- _Given exercise_
List every line in the entries below that contains the string "railing", matching case exactly.

- _Provided records_
++++++++
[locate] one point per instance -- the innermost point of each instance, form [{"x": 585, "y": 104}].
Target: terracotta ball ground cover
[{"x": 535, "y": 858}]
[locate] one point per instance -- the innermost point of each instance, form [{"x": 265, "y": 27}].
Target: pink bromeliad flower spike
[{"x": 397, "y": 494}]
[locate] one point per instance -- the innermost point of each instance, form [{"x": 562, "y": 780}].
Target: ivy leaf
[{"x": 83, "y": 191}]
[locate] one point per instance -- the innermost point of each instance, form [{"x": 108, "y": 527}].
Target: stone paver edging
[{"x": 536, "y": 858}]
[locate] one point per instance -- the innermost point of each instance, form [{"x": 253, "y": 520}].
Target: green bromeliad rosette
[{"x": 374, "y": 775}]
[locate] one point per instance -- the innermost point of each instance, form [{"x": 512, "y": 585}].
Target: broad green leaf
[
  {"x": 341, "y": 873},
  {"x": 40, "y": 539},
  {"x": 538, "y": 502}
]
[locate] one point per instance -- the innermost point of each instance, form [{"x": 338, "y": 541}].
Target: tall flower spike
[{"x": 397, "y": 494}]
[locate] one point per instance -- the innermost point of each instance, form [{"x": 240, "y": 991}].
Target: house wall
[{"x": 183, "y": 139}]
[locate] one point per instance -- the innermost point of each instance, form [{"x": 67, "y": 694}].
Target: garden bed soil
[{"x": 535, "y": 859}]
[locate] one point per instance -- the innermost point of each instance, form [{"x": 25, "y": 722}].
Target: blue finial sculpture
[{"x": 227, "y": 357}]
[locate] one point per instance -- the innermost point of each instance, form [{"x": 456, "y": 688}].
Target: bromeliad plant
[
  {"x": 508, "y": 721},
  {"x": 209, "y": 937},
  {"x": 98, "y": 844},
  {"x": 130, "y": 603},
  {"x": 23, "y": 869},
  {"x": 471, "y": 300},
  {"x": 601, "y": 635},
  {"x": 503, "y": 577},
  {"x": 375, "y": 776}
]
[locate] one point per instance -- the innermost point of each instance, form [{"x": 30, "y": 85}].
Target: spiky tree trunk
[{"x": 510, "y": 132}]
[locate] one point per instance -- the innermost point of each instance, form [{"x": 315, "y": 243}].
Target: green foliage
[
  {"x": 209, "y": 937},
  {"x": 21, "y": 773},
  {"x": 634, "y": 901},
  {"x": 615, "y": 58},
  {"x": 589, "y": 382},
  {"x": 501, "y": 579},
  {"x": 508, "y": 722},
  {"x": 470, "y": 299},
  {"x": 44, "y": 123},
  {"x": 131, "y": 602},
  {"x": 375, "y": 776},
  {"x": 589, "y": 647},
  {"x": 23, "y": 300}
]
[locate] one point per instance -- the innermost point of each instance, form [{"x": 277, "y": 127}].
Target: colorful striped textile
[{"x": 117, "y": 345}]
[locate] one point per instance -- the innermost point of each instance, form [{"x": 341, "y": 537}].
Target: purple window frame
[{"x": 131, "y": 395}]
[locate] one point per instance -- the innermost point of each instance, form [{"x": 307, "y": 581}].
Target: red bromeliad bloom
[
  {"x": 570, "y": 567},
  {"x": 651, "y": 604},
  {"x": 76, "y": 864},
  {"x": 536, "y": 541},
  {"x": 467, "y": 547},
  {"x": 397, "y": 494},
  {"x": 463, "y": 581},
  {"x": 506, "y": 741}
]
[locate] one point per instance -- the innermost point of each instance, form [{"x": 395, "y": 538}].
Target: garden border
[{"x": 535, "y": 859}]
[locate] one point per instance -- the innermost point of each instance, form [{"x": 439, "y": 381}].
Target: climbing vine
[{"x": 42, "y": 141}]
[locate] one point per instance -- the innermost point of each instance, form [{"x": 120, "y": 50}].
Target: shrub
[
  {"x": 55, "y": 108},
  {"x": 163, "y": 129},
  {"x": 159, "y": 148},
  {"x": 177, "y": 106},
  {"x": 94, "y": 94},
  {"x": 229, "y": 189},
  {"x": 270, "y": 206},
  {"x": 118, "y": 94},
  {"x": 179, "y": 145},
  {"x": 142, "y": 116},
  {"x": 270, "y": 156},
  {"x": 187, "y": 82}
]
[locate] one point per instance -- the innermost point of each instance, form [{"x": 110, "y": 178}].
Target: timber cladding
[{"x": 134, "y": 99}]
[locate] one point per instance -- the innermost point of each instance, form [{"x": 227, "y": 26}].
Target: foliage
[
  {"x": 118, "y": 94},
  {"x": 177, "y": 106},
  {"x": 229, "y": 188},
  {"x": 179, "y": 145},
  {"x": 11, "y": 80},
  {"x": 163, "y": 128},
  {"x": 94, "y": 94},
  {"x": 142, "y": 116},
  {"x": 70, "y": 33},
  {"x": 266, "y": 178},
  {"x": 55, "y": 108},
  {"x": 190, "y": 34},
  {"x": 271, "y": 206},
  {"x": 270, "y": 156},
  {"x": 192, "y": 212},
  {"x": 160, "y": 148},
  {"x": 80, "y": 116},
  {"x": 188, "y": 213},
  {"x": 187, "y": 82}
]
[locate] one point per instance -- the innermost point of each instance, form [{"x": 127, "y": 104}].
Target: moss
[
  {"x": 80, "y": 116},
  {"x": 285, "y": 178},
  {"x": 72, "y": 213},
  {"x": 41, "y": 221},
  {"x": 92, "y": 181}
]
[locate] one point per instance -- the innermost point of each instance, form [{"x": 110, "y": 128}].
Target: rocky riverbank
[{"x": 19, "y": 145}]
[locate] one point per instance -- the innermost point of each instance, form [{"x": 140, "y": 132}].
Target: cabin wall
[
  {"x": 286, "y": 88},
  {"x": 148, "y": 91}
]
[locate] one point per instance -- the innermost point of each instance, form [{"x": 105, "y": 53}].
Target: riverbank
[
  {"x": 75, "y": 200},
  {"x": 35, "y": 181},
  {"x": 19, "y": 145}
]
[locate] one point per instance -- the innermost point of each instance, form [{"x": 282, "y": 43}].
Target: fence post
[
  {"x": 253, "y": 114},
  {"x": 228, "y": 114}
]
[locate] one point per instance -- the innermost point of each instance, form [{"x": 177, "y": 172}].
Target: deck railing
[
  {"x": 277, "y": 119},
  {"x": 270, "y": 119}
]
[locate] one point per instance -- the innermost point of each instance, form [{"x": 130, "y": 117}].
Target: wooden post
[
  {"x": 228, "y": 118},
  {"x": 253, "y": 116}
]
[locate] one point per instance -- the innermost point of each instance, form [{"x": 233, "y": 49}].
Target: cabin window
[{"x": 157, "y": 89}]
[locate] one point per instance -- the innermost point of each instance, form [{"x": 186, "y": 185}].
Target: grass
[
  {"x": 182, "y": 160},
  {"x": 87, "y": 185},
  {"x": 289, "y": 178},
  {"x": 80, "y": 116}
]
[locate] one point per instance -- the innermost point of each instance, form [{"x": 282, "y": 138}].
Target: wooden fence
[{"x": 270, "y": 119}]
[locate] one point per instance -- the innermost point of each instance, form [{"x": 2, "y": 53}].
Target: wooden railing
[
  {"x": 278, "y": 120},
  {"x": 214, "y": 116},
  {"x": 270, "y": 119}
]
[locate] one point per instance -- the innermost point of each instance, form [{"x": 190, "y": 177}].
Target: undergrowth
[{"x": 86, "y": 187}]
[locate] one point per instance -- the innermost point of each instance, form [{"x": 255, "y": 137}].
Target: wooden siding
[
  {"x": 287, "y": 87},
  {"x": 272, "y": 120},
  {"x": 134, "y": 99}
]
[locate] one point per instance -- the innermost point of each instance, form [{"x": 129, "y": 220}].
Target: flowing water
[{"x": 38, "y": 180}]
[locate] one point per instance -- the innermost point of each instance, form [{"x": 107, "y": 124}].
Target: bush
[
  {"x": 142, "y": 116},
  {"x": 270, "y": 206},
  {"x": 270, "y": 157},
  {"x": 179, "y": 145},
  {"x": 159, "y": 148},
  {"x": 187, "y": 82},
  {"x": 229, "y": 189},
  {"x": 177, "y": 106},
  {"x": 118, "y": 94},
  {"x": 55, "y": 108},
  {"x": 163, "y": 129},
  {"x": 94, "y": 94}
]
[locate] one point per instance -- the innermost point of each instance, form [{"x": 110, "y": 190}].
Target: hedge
++++++++
- _Result for this task_
Target: deck railing
Target: wooden railing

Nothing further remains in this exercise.